Could you rewrite the rows below, swapping every "Reviewer note" for "Annotator note" and keeping everything else the same?

++++ DATA SUPPLIED ++++

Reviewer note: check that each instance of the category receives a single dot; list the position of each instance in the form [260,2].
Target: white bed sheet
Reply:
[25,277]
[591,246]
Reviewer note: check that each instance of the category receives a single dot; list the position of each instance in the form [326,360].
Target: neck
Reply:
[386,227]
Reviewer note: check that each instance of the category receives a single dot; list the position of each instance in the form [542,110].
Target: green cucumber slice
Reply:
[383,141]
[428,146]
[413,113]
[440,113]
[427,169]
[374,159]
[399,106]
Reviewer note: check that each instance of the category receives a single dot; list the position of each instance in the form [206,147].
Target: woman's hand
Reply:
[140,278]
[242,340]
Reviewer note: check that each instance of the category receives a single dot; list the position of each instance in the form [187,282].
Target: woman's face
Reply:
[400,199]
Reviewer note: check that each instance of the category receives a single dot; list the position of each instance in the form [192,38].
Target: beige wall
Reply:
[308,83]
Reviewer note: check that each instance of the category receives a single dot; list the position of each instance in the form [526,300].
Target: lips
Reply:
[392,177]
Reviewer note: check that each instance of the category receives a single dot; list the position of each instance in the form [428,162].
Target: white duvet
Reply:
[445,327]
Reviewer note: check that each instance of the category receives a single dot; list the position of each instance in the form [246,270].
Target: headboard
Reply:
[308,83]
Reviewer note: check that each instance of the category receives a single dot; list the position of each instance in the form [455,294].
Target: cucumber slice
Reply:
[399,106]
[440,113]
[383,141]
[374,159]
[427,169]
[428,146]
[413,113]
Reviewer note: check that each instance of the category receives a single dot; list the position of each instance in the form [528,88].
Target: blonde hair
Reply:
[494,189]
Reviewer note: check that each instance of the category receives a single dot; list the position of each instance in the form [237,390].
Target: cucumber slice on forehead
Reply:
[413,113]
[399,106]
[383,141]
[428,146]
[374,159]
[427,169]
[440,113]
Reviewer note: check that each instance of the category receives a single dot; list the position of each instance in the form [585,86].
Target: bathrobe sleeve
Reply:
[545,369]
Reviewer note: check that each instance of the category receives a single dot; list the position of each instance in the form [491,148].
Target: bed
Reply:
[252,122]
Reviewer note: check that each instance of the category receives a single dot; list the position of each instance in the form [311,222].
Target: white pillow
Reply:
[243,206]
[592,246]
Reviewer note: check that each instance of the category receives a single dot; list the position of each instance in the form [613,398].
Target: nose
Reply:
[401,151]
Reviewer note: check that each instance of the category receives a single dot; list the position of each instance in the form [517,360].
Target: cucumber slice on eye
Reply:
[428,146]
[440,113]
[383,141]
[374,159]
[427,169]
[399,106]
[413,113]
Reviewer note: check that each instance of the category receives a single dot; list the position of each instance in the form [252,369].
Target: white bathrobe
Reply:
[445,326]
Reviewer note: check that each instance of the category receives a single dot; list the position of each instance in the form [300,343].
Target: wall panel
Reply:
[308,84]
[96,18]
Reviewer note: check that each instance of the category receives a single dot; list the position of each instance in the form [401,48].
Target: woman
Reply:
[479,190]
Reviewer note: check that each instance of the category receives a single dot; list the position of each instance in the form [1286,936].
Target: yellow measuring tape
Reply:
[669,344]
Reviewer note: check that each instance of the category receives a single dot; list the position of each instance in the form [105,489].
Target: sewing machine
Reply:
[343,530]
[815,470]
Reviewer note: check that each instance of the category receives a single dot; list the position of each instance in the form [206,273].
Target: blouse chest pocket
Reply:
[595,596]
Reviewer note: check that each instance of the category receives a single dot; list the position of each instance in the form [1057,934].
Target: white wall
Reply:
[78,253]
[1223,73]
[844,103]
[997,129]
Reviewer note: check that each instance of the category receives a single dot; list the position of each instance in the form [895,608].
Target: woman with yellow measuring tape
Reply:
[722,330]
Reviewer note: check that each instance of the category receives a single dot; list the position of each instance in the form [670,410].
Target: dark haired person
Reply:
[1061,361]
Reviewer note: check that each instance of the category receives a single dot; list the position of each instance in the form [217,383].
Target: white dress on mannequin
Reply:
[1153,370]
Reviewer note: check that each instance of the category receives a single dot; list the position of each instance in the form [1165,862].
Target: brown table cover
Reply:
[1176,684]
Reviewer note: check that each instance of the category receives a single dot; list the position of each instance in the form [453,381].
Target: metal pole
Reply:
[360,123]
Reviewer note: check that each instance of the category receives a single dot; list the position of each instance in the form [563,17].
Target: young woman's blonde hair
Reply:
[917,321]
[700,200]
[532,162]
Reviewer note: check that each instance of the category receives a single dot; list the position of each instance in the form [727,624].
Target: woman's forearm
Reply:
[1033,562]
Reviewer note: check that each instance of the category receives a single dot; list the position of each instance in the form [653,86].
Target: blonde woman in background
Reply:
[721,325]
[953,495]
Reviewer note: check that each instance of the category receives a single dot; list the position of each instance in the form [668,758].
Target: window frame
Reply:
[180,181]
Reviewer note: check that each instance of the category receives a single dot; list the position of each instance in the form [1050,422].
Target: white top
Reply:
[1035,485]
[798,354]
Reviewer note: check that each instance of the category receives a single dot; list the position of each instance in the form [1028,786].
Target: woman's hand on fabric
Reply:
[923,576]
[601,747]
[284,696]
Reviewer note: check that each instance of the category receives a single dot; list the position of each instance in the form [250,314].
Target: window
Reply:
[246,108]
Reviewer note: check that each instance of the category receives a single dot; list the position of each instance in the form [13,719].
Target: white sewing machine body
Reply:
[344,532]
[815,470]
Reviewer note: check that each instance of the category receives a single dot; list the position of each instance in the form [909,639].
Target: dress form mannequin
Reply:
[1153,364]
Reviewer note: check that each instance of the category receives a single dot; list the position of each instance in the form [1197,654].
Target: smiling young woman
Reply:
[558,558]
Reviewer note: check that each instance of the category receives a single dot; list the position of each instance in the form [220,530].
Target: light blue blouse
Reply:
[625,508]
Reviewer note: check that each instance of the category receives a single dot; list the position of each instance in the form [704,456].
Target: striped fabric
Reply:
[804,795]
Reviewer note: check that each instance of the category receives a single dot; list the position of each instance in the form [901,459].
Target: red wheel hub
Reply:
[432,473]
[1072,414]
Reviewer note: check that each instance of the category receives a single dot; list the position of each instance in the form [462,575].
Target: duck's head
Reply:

++++

RESPONSE:
Annotator note: check that each instance of the category receives a single dot; list the position of each instance in the form [260,2].
Target: white bed sheet
Reply:
[25,277]
[591,246]
Annotator note: check that each instance of the category receives a single dot; list the position of each instance in the form [326,360].
Target: neck
Reply:
[386,227]
Annotator note: check that each instance of the category receives a single dot; list the position of each instance in the form [542,110].
Target: green cucumber slice
Reply:
[383,141]
[428,146]
[413,113]
[440,113]
[427,169]
[374,159]
[399,106]
Annotator note: check that each instance of the category receives a single dot; list the position of each instance in the form [206,147].
Target: woman's hand
Reply:
[140,278]
[242,340]
Annotator note: check that each instance of the category receives a single dot; list the position of each instance in the form [187,282].
Target: woman's face
Reply:
[400,199]
Annotator note: check that each instance of the category receives a single dot; list the position of each instance in the form [192,38].
Target: beige wall
Reply:
[308,83]
Annotator note: check that each instance of the category receives a single dot; list the position of each instance in the form [526,300].
Target: lips
Reply:
[392,177]
Annotator note: check that each instance of the category receives a single dot; list the position of each instance in the form [428,162].
Target: white duvet
Reply:
[445,327]
Annotator note: check that each instance of the category receives a single dot; list the position of each instance in the form [246,270].
Target: headboard
Reply:
[308,83]
Annotator note: check that each instance of the category receives a single dot; list the position of each instance in the form [455,294].
Target: cucumber slice
Reply:
[399,106]
[440,113]
[383,141]
[374,159]
[427,169]
[428,146]
[413,113]
Annotator note: check that each instance of the category receives a single dot; list the position of each instance in the form [528,88].
Target: blonde hair
Reply:
[494,189]
Annotator note: check that each instance of the category receives a single dot; list the position of each instance in the form [237,390].
Target: cucumber slice on forehead
Reply:
[413,113]
[399,106]
[383,141]
[428,146]
[374,159]
[427,169]
[440,113]
Annotator note: check that each instance of the category receives a single dot; list the position of each instance in the form [585,86].
Target: bathrobe sleeve
Reply:
[545,369]
Annotator note: check that each instance of the category receives a single dot; list the position of each instance in the form [491,148].
Target: bed
Reply:
[252,122]
Annotator note: check that each instance of the category receives a single dot; list the position of each instance in the form [311,222].
Target: white pillow
Reply:
[243,206]
[592,246]
Annotator note: check that each instance of the category receives a single dot; list the position of each instance in the form [613,398].
Target: nose
Reply:
[401,151]
Annotator note: check that each instance of the category receives a single dot; list the position of each instance in the form [517,360].
Target: cucumber slice on eye
Reply:
[428,146]
[440,113]
[383,141]
[374,159]
[427,169]
[399,106]
[413,113]
Annotator note: check that each instance of the category receives a single dot; list the position of each instance in the form [252,369].
Target: white bathrobe
Reply:
[445,326]
Annotator note: check that each instance of the category receives a single dot; list the position of each instance in the form [300,343].
Target: wall panel
Reply:
[308,84]
[96,18]
Annotator note: check that each instance of the category receives a single dot; list the position of each instance in the form [401,48].
Target: woman
Reply:
[479,190]
Annotator note: check that each instance of the category receives a single dot; list the position of each instance in the form [1286,936].
Target: yellow measuring tape
Reply:
[669,344]
Annotator note: check that each instance of the category receives a single dot; list the position of each instance in the form [105,489].
Target: sewing machine
Reply:
[343,530]
[815,470]
Annotator note: check that each instance of the category receives a single dot; list the position of each instance in the form [206,273].
Target: blouse chest pocket
Reply:
[595,596]
Annotator note: check that each instance of the category receives a single dot; list the position of each instance in the form [1057,934].
Target: white wall
Reply:
[78,253]
[1223,73]
[844,103]
[997,129]
Annotator note: check that each instance of the category receives a single dot; list the position of each instance in the form [895,608].
Target: woman with yellow measuring tape
Reply:
[722,330]
Annotator note: check that each instance of the category receives a single dot; list the position of each instance in the form [670,410].
Target: dark haired person
Reply:
[1061,361]
Annotator note: check that each instance of the category receives a single dot; list the position of each instance in the form [217,383].
Target: white dress on mannequin
Reply:
[1153,370]
Annotator note: check that each instance of the category receives a single dot; list the position of each instance in the form [1165,862].
Target: brown table cover
Reply:
[1176,684]
Annotator note: check that each instance of the category receives a single dot; list the position of each instance in the form [453,381].
Target: metal pole
Reply:
[360,123]
Annotator note: check that each instance of the category receives a single dot; list the position of each instance in the form [563,17].
Target: young woman's blonde hair
Reply:
[917,321]
[700,200]
[532,162]
Annotator note: check that each instance of the category receives a single dot; list the position of each instance in the form [727,624].
Target: woman's forearm
Reply:
[1033,562]
Annotator note: check that each instance of the category receives a single dot; list the position of each instance in the form [653,86].
Target: blonde woman in background
Reply:
[721,325]
[953,495]
Annotator note: check that each instance of the category receives a single dot; list the position of each instance in the form [668,758].
Target: window frame
Reply:
[180,181]
Annotator note: check that each instance of the category receives a single dot; list the position of each instance in the form [1050,422].
Target: white top
Reply:
[1035,485]
[798,354]
Annotator note: check that each instance of the category receives a single dot; list the position of each instance in the form [1028,786].
Target: woman's hand on fabric
Reply:
[923,576]
[601,747]
[284,696]
Annotator note: check that each instance of the category receives a single dot; list the position of each instance in the form [250,314].
Target: window
Reply:
[246,108]
Annotator note: check that each instance of the category receives a single dot; list the position of each instance in the form [13,719].
Target: white sewing machine body
Reply:
[344,532]
[815,470]
Annotator note: check that each instance of the category receives a single dot; list the position of each instance in the form [909,639].
Target: dress form mannequin
Reply:
[1153,364]
Annotator note: check that each instance of the category receives a single dot; list the position of each instance in the form [1197,654].
Target: smiling young woman
Reply:
[558,558]
Annotator note: check that each instance of the category receives a single dot; list the position of each instance in the form [220,530].
Target: light blue blouse
Reply:
[625,508]
Annotator note: check that each instance of the category receives a single dot; list the position of each instance in the form [704,456].
Target: striped fabric
Reply:
[804,795]
Annotator note: check that each instance of the category receives a single dot; list the position of each instance in the form [901,459].
Target: red wheel hub
Reply:
[432,473]
[1072,414]
Annotator note: check that each instance of the category receives a single dot; list the position of each instance in the form [462,575].
Target: duck's head
Reply:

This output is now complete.